::: Supplied passage :::

Early weaning is a prevalent practice in the contemporary swine industry. It exposes piglets to a range of environmental stressors known as weaning stress, increasing their susceptibility to diarrhea. The occurrence of post-weaning diarrhea raises concerns regarding intestinal health and growth retardation in piglets, ultimately leading to economic losses [1]. The impairment of intestinal barrier function has been implicated as the key determinant of post-weaning diarrhea in piglets [2]. Hence, it is critical to understand the mechanisms underlying intestinal barrier dysfunction and investigate effective interventions that can avert or alleviate its consequences.

According to current knowledge, the integrity of the intestinal barrier is intricately linked to multifaceted biological processes, including oxidative stress, inflammation, gut microbiota composition, and metabolic regulation [3], [4]. Increased permeability and subsequent dysfunction of the intestinal tract may result from pro-inflammatory responses and oxidative stress that compromise barrier function [5], [6]. Immune cells mount a response to the passing pathogen and subsequently undergo differentiation, leading to the activation of inflammatory responses [7]. It has been known that the overproduction of reactive oxygen species (ROS) plays a role in initiating the activation of NF-κB, which in turn contributes to the progression of intestinal inflammation [8]. In addition, barrier dysfunction can be exacerbated by an imbalance in the gut microbiota, which is crucial for the maintenance of intestinal homeostasis. A dysbiosis in the gut microbiome may be accompanied by an increase in pathogenic microbes and a stimulation of the immune system, leading to inflammation and oxidative stress [9]. The gut microbiota of weaned piglets with diarrhea exhibited dysbiosis, further disturbing the host metabolism and potentially resulting in adverse changes [10]. Additionally, metabolites derived from gut bacteria are considered a major component of host-microbiota crosstalk and participate in various physiological functions [11]. Taken together, targeting the preservation of intestinal barrier function by enhancing antioxidant and anti-inflammatory capacities, as well as improving metabolic profile and gut microbiome composition, may offer promising strategies for strengthening intestinal barrier integrity and alleviating post-weaning diarrhea in piglets.

:::

Check your understanding —
[A] Write out the piglet weaning passage word for word, beginning at the words "Early weaning is" and stopping after "alleviate its consequences.".
[B] Continue the piglet weaning passage from the end of its last sentence.
The items after this point aren't needed for any of the work here.

::: Data supplied :::

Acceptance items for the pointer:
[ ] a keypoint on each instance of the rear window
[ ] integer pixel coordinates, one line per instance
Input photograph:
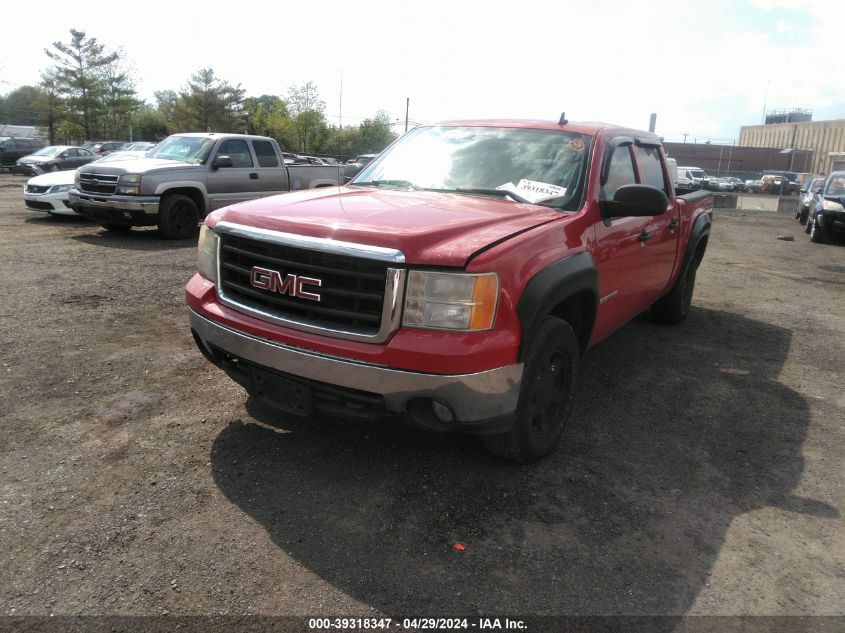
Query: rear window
(265, 153)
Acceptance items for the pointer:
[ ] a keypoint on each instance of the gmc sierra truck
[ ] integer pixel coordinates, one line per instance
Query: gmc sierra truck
(185, 177)
(457, 280)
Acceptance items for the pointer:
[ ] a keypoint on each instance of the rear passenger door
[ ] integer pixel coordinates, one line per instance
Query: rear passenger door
(621, 254)
(662, 230)
(228, 185)
(272, 175)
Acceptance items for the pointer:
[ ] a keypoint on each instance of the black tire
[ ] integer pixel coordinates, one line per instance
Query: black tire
(818, 233)
(545, 396)
(116, 228)
(178, 217)
(674, 307)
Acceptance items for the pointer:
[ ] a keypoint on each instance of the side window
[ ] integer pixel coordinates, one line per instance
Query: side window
(621, 172)
(265, 153)
(651, 169)
(238, 150)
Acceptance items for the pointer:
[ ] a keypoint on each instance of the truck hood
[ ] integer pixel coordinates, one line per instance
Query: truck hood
(136, 166)
(429, 228)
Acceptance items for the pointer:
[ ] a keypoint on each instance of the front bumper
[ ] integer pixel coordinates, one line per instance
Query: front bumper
(116, 209)
(56, 203)
(482, 402)
(28, 169)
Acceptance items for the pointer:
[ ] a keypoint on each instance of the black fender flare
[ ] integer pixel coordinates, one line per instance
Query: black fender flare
(554, 284)
(700, 229)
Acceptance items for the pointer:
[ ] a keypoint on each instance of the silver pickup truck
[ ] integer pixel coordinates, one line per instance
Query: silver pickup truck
(187, 176)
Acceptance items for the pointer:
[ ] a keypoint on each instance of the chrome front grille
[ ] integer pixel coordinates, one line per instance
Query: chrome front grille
(359, 296)
(98, 183)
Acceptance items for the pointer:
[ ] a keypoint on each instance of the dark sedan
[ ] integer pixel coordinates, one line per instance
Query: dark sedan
(54, 158)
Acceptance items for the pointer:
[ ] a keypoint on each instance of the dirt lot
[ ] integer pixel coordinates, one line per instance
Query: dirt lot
(702, 472)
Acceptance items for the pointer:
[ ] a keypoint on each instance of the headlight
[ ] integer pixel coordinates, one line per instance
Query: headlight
(129, 184)
(451, 301)
(207, 254)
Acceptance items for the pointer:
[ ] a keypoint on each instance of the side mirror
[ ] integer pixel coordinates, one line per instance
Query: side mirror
(635, 201)
(222, 161)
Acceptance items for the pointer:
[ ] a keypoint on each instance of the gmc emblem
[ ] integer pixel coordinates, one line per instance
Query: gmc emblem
(293, 285)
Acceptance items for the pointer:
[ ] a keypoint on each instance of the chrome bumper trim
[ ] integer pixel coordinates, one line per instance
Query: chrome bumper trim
(473, 397)
(147, 204)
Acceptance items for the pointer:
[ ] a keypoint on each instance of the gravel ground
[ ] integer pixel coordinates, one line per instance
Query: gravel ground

:::

Activity answers —
[A]
Early weaning is a prevalent practice in the contemporary swine industry. It exposes piglets to a range of environmental stressors known as weaning stress, increasing their susceptibility to diarrhea. The occurrence of post-weaning diarrhea raises concerns regarding intestinal health and growth retardation in piglets, ultimately leading to economic losses [1]. The impairment of intestinal barrier function has been implicated as the key determinant of post-weaning diarrhea in piglets [2]. Hence, it is critical to understand the mechanisms underlying intestinal barrier dysfunction and investigate effective interventions that can avert or alleviate its consequences.

[B]
Hydroxyproline (Hyp), a naturally imino acid abundant in sow’s milk [12], [13], has been reported to exert antioxidant and anti-inflammatory activities [14], [15], [16]. From a metabolic perspective, Hyp is not only recognized as a substrate for glycine (a precursor of glutathione) biosynthesis [17], [18], but also capable of being utilized by gut microbes through the enzyme hydroxyproline dehydratase (HypD) [19]. The activity of metabolic enzymes related to Hyp in the gut of suckling piglets increases with age, followed by an increase in glycine levels, emphasizing the crucial role of Hyp in supporting growth and health [20]. In addition, dietary supplementation of glycine in weaned piglets enhanced mucosal immunity in the gut and ameliorated diarrhea [21]. The capacity of Hyp to mitigate oxidative and inflammatory insults, as well as modulate the gut microbiota and host metabolism, presents a promising approach for addressing intestinal barrier dysfunction. After weaning, piglets obtain much less Hyp from their feed compared to the amount acquired from sow's milk before weaning. Therefore, Hyp supplementation may confer benefits on intestinal health and growth in weaned piglets. The overarching goal of this study was to investigate the effects of dietary Hyp on the integrity and function of the intestinal barrier in early-weaned piglets. Additionally, it aimed to dissect the intricate interaction with the gut microbiota and metabolites in response to Hyp supplementation. Through meticulous study, this research aspires to furnish a comprehensive theoretical framework conducive to enhancing intestinal health, optimizing growth performance, and ameliorating post-weaning diarrhea in piglets via Hyp interventions.